» Problem statement
Transcribe the lines below verbatim, skipping the images.

[Entries from a pointing dataset]
----------

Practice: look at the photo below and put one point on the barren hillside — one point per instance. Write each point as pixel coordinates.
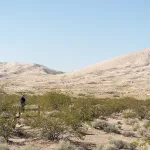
(8, 69)
(127, 75)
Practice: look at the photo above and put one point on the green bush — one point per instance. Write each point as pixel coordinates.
(129, 113)
(4, 146)
(52, 128)
(105, 126)
(66, 145)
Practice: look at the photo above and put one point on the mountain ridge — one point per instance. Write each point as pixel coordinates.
(125, 75)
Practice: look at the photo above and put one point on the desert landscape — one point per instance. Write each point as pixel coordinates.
(126, 75)
(104, 106)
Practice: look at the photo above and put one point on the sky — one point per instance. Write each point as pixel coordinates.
(68, 35)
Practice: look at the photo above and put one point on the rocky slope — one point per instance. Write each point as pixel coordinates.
(127, 75)
(8, 69)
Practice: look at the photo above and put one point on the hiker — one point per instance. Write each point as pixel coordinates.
(22, 102)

----------

» Answer for the task
Practice: look at the photo below and put one point on the barren hillside — one point per instance. Write each point as pixel coordinates.
(8, 69)
(127, 75)
Practice: look at the photo above and put one point on the green bush — one point per instance. Write each point as pixel coordinates.
(129, 113)
(4, 146)
(52, 128)
(105, 126)
(66, 145)
Practice: look at the photo above and put one point on the mountain ridge — one point per instance. Write each point as pixel coordinates.
(125, 75)
Practice: look at the photo above and put one point on the desert landscape — one point per instance. Write each point as pixel coordinates.
(126, 75)
(104, 106)
Practice: look at the photo above and put one point on the sky — one point per instance. Write each point as pixel coordinates.
(68, 35)
Practice: look at the photo above and put one point on the rocky slope — one point per instance. Write each point as pixel coordinates.
(127, 75)
(8, 69)
Practice: look at the photo above and put one point on the hiker — one point per instance. Write each point as pixel coordinates.
(22, 102)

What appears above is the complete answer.